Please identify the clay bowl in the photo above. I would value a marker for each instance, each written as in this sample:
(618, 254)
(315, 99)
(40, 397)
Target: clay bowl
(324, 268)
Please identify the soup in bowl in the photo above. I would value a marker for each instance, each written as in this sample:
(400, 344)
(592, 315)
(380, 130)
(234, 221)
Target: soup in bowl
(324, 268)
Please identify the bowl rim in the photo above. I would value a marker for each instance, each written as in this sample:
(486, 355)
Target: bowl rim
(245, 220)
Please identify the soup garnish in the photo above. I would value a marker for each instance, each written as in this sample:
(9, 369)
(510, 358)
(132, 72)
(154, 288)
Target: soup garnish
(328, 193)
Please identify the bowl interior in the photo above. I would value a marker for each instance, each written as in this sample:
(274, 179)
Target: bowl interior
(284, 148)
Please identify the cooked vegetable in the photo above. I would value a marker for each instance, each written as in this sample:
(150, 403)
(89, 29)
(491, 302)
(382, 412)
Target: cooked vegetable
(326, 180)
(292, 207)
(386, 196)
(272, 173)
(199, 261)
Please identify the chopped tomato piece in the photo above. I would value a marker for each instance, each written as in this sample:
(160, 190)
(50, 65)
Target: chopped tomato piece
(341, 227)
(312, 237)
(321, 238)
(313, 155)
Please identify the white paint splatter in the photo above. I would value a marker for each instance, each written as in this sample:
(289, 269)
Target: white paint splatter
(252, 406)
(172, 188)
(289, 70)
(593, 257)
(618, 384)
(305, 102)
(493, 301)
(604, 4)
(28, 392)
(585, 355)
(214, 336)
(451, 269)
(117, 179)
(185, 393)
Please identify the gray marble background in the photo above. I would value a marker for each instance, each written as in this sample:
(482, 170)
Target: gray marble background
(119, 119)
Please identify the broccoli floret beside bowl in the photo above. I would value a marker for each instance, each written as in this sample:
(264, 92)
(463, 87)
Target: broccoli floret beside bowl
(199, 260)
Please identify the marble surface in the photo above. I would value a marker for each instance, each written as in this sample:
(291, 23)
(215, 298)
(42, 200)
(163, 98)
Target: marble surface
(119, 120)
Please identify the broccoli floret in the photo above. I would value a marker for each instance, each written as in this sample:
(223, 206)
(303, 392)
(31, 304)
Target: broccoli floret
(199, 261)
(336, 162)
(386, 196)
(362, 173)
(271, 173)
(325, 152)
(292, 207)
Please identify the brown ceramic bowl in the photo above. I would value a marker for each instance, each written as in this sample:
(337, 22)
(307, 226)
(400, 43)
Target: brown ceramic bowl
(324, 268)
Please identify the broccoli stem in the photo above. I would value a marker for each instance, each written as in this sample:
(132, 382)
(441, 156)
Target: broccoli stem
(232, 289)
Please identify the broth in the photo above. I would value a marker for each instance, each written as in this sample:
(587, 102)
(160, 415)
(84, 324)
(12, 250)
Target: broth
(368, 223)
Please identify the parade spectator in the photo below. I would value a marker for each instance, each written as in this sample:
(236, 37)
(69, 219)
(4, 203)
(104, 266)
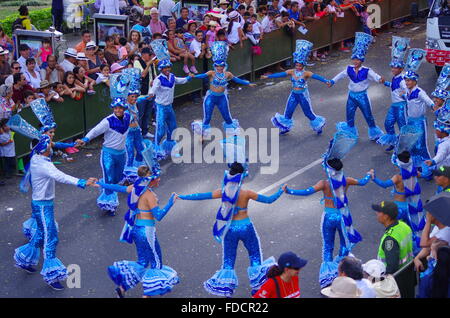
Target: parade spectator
(109, 7)
(111, 52)
(7, 105)
(165, 8)
(351, 267)
(183, 19)
(156, 25)
(145, 103)
(53, 72)
(85, 39)
(7, 149)
(81, 79)
(144, 29)
(57, 13)
(5, 68)
(46, 92)
(283, 280)
(384, 285)
(74, 90)
(342, 287)
(33, 77)
(396, 249)
(70, 60)
(16, 68)
(437, 283)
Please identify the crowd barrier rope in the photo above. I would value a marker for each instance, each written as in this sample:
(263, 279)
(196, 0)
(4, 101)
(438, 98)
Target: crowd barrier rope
(78, 117)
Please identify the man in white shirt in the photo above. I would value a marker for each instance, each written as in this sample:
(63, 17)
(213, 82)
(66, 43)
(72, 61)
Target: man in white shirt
(165, 8)
(43, 177)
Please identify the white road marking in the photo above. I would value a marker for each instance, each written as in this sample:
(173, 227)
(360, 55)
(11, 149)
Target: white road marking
(291, 176)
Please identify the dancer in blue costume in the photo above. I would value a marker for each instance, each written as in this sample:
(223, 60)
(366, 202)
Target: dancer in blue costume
(48, 127)
(300, 92)
(217, 95)
(336, 215)
(163, 88)
(359, 78)
(140, 220)
(113, 156)
(396, 113)
(43, 175)
(233, 225)
(417, 101)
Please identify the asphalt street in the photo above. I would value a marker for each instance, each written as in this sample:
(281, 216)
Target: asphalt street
(89, 238)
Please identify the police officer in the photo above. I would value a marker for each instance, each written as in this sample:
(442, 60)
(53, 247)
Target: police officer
(442, 178)
(396, 247)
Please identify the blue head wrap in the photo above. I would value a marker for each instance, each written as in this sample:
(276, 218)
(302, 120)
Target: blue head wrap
(361, 46)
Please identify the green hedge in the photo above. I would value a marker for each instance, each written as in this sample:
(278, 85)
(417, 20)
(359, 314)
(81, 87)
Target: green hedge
(41, 19)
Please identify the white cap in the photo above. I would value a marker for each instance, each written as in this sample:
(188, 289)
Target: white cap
(374, 268)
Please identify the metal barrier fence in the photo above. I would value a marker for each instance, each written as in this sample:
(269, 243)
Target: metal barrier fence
(77, 117)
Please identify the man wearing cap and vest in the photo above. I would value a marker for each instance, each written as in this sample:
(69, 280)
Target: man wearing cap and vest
(396, 247)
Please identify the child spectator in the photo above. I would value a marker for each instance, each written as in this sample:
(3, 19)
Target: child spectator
(44, 52)
(7, 149)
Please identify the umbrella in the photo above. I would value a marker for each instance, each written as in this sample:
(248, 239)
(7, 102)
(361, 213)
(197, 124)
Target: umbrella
(439, 207)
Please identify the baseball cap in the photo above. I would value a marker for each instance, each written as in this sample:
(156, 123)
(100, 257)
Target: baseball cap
(387, 207)
(291, 260)
(443, 171)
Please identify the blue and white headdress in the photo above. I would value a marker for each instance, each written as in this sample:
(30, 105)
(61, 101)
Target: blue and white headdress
(161, 51)
(302, 50)
(442, 83)
(135, 80)
(139, 188)
(361, 46)
(43, 113)
(413, 62)
(219, 52)
(398, 53)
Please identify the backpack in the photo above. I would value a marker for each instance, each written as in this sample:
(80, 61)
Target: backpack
(17, 24)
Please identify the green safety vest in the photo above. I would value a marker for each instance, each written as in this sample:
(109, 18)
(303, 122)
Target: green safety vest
(403, 235)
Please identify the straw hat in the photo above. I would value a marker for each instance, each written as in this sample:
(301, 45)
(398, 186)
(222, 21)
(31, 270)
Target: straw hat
(342, 287)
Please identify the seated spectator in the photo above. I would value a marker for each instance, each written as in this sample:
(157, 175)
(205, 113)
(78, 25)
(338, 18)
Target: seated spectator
(103, 76)
(198, 49)
(183, 19)
(19, 87)
(342, 287)
(283, 279)
(351, 267)
(7, 149)
(85, 39)
(7, 105)
(46, 92)
(384, 285)
(179, 51)
(144, 29)
(111, 52)
(156, 25)
(93, 60)
(189, 36)
(16, 68)
(33, 77)
(71, 87)
(53, 72)
(437, 283)
(83, 80)
(5, 68)
(70, 60)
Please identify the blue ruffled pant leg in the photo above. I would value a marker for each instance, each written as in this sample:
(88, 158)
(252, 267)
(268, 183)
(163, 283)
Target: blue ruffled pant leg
(113, 163)
(396, 114)
(361, 100)
(46, 237)
(331, 222)
(419, 152)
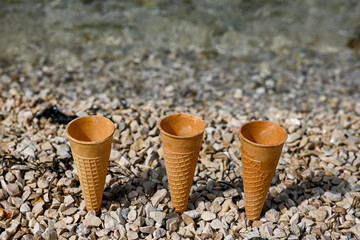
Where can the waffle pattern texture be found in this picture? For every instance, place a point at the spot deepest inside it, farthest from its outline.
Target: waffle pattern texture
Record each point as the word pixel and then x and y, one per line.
pixel 257 181
pixel 180 169
pixel 92 174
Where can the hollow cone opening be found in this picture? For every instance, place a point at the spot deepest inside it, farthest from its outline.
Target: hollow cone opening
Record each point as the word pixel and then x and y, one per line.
pixel 90 129
pixel 182 125
pixel 263 133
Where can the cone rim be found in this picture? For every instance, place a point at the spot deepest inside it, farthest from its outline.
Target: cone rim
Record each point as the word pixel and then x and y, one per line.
pixel 90 142
pixel 260 144
pixel 181 137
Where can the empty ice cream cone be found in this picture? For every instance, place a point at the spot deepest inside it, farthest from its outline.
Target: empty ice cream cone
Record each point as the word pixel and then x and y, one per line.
════════════════════
Nothing but a number should be given: how many lines in the records hold the word "picture".

RESULT OF THIS EXERCISE: 4